> **Teks yang Ditampilkan**
───
Translate This

->

Monday, April 16, 2012

Kalimaat KH. Dr. Abdullah Syukri Zarkasyi di Malaysia


dalah sebuah kesyukuran dan kebahagiaan tersendiri dapat berjumpa dengan ayahanda kita tercinta KH. Dr. Abdullah Syukri Zarkasyi. Dengan berbagai jadwal dan program yang sudah dirancang oleh kerajaan Malaysia dalam pemberian tanda jasa penghormatan kepramukaan kepada beliau tapi masih sempat untuk berkumpul dan memberikan akhbar pondok serta wejangan dan nasehat kepada kami yang masih belajar di negeri jiran ini.
Ada beberapa point penting yang beliau sampaikan dalam pertemuan tadi malam. Sebelum perjalanan ke Kuala Lumpur, beliau menghadiri walimah ke-2 alumni gontor yang sedang di amanahi menjadi ketua umum Muhammadiyah di Indonesia, Ust. Din Syamsuddin. Beliau pun diminta untuk memberikan nasehat dalam walimah itu. Pesan yang dapat kita ambil adalah bahwa sebuah pernikahan bukanlah merupakan tujuan hidup tapi sarana untuk bisa menjalani hidup yang penuh perjuangan ini. Jika pernikahan menjadi sebuah tujuan maka tidak ada bedanya manusia dengan burung, dimana hanya bisa membuat rumah, mendapat pasangan dan mencari makan. Hidup adalah perjuangan, dan istri adalah sosok pendamping untuk bisa bersama-sama ikut berjuang. Oleh karena itu, seorang yang ingin berjuang harus mempersiapkan diri dan bekal. Alumni gontor yang sudah mendapatkan bekal kunci kehidupan ini perlu untuk terus melatih dan mengasah diri  ketika dia sudah berada diluar pondok. Oleh karena itu, jika ada alumni yang mengatakan kalau pondok itu tidak ada apa-apanya maka itu berarti dia tidak mencari apa-apa dan tidak berbuat apa-apa sehingga dia membuat hipotesa bahwa pondok tidak ada apa-apanya. In ahsantum ahsantum li anfusikum, wa in asaktum falaha….
───
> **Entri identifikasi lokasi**
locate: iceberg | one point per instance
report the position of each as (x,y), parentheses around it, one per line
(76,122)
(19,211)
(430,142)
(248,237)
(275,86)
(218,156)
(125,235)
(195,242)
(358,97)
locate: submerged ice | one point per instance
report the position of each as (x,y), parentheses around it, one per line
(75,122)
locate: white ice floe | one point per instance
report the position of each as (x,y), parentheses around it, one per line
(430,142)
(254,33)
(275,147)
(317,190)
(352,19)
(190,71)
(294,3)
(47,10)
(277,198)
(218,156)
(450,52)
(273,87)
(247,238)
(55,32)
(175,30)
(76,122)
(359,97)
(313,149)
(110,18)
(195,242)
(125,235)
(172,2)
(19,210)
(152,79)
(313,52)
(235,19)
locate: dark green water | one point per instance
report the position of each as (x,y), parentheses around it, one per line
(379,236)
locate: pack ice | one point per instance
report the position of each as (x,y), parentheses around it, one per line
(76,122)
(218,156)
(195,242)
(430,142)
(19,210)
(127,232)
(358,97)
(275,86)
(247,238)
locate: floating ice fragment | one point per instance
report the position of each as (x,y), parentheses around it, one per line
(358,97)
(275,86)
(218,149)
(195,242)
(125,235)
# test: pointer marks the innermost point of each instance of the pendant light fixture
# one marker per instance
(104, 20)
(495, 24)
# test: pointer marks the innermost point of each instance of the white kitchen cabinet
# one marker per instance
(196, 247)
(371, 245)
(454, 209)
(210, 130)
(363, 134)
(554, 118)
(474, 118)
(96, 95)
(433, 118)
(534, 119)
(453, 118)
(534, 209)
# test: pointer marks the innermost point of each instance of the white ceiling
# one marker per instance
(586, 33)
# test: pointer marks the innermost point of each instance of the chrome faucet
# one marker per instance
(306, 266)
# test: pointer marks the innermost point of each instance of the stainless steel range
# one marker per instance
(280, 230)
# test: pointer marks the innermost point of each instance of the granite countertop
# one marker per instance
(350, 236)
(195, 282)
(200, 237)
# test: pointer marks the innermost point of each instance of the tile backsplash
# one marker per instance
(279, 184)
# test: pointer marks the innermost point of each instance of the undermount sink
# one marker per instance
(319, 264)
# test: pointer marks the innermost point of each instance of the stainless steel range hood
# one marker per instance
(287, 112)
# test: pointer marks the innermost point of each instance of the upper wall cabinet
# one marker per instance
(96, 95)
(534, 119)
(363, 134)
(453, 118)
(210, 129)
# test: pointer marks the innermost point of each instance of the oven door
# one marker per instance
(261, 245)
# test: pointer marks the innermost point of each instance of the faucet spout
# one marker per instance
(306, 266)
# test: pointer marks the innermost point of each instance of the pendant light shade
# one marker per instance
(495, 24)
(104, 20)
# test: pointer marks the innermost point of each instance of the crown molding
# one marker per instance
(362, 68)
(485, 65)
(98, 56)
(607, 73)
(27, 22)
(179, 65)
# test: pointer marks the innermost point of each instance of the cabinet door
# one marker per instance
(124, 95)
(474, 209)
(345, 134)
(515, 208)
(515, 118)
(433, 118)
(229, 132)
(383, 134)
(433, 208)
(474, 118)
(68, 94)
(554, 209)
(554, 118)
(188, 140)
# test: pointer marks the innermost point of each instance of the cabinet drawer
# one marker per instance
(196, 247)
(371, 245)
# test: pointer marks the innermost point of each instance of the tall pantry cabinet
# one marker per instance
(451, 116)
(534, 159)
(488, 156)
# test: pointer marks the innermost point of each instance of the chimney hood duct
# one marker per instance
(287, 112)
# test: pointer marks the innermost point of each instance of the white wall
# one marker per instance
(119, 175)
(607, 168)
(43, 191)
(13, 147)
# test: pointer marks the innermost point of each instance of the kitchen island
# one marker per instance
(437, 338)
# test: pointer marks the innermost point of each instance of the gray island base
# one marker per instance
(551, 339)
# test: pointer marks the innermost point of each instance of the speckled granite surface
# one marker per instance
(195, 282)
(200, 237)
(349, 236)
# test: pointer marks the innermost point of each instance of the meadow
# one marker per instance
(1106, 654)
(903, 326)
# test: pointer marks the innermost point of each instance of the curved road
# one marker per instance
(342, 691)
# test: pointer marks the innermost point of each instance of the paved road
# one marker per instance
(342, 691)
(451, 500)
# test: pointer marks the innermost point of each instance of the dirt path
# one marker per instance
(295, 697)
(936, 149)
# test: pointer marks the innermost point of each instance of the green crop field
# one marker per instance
───
> **Uraian Tugas**
Jawablah pertanyaan di bawah ini berdasarkan teks tentang kunjungan KH. Dr. Abdullah Syukri Zarkasyi ke Malaysia.
1. Tanda jasa apa yang diberikan kerajaan Malaysia kepada beliau?
2. Walimah siapa yang beliau hadiri sebelum perjalanan ke Kuala Lumpur?
3. Jika pernikahan menjadi sebuah tujuan, manusia tidak ada bedanya dengan makhluk apa?
Daftar tersebut merupakan bahan tersendiri yang terpisah dari teks.

> **Jawaban Tugas**
1. Tanda jasa penghormatan kepramukaan.
2. Walimah ke-2 Ust. Din Syamsuddin, alumni Gontor yang menjadi ketua umum Muhammadiyah di Indonesia.
3. Burung.